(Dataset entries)
---------------
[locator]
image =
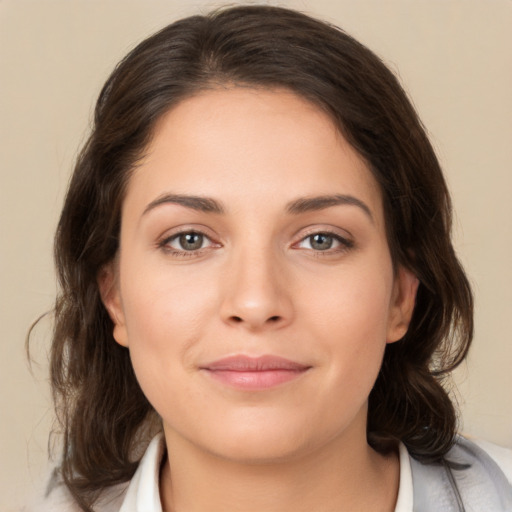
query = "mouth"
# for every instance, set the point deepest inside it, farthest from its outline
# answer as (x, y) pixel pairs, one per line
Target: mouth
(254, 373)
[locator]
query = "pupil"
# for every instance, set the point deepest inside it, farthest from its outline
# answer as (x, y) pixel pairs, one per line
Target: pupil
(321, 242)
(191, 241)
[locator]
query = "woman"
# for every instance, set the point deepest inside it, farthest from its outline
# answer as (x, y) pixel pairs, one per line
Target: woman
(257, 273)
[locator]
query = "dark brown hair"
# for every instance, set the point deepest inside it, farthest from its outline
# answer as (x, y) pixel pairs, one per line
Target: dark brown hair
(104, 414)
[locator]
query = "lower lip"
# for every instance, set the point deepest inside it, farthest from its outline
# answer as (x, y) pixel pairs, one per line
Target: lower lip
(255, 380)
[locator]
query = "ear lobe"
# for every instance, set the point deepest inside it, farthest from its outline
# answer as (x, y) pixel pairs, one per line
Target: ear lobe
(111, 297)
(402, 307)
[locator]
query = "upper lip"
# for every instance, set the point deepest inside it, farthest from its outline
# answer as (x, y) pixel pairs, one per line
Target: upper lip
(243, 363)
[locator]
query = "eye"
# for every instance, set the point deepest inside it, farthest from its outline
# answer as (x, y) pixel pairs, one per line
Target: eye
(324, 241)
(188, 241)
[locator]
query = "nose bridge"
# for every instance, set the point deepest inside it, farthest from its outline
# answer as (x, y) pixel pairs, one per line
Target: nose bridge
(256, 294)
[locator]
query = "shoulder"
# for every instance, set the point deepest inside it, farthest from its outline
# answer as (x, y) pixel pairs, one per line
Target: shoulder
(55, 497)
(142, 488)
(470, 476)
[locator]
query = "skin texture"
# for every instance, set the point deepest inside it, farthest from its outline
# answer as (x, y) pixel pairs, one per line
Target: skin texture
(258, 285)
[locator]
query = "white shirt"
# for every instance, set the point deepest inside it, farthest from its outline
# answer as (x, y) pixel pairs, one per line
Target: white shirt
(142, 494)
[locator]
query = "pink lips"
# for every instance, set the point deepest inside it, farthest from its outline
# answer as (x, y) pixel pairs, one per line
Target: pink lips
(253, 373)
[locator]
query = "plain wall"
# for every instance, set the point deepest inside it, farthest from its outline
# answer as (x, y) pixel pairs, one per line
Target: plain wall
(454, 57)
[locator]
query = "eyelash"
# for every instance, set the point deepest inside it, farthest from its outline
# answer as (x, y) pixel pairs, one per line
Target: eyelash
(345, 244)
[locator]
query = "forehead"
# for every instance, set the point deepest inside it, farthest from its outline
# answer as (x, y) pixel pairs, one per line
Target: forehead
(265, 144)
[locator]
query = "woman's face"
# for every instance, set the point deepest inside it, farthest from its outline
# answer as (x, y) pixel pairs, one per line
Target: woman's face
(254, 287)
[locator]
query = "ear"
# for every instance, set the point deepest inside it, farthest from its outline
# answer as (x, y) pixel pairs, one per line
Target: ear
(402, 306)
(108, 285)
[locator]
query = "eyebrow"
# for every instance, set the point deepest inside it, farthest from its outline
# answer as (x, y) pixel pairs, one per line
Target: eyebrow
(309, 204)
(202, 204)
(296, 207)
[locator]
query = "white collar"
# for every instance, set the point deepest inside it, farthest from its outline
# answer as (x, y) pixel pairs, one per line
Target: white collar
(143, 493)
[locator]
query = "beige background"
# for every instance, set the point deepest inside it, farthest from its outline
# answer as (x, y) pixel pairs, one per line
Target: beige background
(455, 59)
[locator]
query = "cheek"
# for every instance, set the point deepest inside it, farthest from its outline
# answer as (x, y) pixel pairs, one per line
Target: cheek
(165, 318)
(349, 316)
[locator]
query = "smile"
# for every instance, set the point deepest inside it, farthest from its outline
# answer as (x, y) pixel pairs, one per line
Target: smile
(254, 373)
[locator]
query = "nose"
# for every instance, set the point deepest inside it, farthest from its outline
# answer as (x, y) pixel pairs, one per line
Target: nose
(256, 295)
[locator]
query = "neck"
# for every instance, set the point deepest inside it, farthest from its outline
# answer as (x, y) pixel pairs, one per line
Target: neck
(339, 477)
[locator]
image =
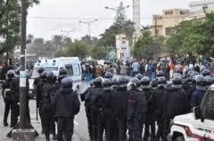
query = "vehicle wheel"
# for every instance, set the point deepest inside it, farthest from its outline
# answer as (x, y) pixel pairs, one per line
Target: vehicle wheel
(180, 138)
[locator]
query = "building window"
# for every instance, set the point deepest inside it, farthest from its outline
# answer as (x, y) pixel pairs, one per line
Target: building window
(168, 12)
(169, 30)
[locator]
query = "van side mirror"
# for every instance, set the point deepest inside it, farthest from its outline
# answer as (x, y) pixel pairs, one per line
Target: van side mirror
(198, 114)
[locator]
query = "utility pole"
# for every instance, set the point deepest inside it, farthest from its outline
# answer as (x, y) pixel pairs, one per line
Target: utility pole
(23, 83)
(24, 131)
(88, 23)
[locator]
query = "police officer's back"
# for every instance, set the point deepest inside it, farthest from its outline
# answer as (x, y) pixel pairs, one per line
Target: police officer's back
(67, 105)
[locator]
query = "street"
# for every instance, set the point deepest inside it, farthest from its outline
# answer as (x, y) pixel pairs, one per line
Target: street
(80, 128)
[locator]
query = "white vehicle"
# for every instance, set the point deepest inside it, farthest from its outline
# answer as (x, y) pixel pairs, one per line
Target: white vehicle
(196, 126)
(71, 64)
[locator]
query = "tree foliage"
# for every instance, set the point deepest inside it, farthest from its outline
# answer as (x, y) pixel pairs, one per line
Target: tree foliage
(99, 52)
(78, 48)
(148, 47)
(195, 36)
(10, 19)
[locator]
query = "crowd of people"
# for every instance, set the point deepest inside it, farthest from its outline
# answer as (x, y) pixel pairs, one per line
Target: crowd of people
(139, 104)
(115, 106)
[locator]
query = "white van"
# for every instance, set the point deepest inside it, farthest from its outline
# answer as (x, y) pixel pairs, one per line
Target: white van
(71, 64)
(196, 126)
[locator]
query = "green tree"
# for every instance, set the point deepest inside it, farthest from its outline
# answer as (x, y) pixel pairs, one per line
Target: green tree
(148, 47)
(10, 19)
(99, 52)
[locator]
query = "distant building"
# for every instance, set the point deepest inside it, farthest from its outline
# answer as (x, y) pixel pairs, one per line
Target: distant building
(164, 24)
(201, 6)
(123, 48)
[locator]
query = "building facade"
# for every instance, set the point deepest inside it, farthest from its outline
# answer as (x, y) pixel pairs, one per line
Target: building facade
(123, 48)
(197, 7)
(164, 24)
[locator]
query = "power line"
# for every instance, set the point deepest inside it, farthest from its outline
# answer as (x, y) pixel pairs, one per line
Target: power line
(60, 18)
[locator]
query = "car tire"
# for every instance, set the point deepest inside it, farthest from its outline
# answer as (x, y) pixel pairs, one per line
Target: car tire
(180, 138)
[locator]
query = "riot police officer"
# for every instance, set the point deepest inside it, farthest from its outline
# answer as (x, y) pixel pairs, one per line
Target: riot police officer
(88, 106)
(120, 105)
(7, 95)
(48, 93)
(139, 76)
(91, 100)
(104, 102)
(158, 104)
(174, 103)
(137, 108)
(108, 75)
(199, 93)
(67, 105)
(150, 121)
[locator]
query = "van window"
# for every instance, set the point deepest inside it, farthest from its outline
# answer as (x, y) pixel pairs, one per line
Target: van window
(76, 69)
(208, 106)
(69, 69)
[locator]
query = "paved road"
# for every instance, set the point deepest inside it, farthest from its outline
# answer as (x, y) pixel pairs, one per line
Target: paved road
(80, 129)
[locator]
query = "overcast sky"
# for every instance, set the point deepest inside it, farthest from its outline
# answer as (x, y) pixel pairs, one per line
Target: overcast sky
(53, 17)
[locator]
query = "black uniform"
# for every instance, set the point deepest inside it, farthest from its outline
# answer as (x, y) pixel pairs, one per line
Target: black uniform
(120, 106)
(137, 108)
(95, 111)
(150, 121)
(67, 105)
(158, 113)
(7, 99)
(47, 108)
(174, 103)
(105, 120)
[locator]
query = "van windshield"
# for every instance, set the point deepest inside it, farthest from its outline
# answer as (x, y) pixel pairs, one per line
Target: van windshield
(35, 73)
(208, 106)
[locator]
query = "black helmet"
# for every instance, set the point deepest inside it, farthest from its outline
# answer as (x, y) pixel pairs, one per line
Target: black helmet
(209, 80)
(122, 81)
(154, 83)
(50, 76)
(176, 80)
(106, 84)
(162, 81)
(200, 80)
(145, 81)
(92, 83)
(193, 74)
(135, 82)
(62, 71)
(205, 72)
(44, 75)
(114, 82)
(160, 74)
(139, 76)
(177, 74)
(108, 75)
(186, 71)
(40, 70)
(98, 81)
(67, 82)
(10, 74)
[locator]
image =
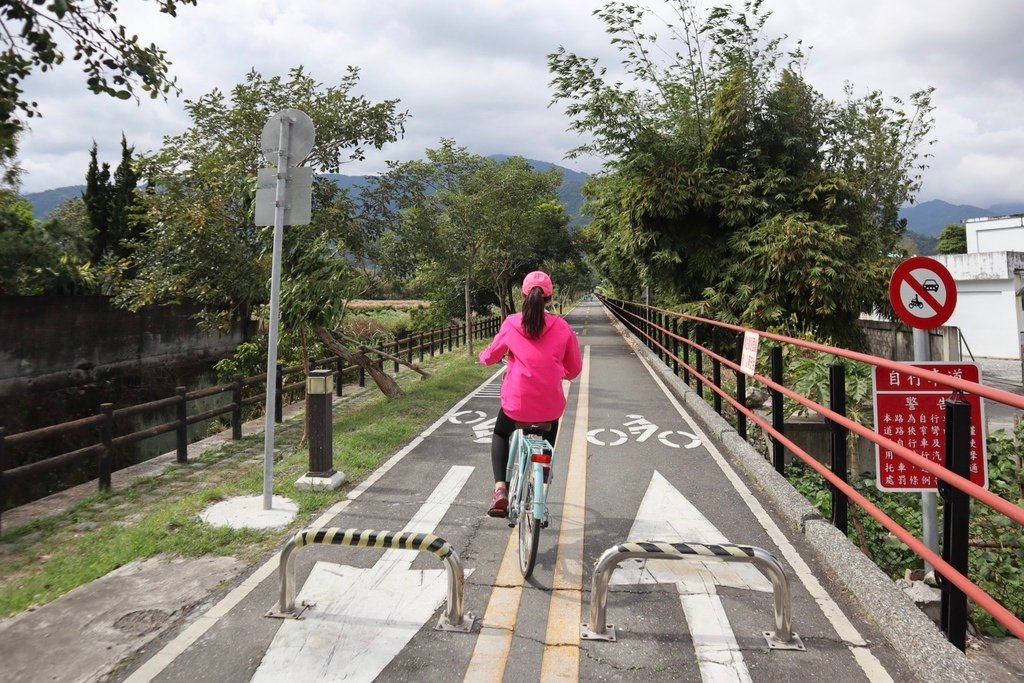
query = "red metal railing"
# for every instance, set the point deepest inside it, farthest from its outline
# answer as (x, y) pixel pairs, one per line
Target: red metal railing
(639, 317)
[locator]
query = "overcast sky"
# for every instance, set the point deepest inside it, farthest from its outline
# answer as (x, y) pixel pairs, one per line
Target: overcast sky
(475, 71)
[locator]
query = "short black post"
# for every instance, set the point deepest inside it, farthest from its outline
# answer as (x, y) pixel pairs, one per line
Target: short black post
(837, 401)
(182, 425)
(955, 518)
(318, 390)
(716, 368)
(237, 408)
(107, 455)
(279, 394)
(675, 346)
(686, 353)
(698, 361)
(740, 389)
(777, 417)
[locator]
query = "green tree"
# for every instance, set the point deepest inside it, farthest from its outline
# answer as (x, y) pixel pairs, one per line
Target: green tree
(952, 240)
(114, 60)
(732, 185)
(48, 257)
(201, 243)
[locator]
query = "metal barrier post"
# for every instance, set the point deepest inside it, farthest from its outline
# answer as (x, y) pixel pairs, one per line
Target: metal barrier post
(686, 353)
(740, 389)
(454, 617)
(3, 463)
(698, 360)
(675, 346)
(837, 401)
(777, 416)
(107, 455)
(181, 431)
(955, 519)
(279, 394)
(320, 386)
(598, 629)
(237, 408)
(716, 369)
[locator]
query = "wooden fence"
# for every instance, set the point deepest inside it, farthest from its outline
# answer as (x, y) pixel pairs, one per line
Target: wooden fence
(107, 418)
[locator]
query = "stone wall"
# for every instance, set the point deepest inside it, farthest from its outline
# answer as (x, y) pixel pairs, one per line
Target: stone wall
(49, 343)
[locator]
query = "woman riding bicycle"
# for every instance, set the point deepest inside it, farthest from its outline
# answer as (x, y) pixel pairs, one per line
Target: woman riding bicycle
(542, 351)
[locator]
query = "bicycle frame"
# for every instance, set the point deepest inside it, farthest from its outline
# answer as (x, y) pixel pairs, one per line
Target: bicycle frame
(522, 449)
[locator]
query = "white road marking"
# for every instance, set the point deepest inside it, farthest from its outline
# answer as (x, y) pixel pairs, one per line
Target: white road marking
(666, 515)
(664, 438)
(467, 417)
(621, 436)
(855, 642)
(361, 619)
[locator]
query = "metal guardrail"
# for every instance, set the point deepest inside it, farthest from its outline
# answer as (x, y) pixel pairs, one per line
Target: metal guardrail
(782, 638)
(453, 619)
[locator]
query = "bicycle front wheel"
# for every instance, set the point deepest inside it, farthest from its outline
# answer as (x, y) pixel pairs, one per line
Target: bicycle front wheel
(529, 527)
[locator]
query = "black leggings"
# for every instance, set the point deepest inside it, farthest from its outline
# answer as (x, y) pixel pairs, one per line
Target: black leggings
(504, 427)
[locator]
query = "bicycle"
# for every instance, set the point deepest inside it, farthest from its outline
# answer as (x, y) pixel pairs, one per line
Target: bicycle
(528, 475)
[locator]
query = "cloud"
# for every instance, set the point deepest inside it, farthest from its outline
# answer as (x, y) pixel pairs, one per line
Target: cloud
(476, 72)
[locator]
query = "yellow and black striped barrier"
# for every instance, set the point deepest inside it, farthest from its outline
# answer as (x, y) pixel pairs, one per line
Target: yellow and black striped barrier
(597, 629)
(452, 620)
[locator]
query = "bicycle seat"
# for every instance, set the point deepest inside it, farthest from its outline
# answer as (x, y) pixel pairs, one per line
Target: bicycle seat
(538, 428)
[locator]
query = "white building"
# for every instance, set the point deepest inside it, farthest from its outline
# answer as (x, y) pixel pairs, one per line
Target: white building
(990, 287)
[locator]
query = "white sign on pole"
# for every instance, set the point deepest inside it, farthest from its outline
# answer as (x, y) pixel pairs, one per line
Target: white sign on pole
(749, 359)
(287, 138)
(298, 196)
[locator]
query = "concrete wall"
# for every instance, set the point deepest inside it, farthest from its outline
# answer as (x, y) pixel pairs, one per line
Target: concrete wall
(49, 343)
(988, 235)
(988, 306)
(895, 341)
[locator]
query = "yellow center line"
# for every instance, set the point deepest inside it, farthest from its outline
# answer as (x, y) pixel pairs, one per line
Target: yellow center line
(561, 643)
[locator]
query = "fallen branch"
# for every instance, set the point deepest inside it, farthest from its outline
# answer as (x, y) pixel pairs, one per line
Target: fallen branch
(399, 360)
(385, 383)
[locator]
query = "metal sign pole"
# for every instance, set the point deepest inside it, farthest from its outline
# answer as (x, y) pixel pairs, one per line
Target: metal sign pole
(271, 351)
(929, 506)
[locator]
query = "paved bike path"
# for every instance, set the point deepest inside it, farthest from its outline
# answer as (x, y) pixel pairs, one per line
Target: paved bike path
---------------
• TASK TO CARRY OUT: For the data above, count every line in which the string "path" appears, and answer with the count only.

• EXERCISE OUTPUT: 2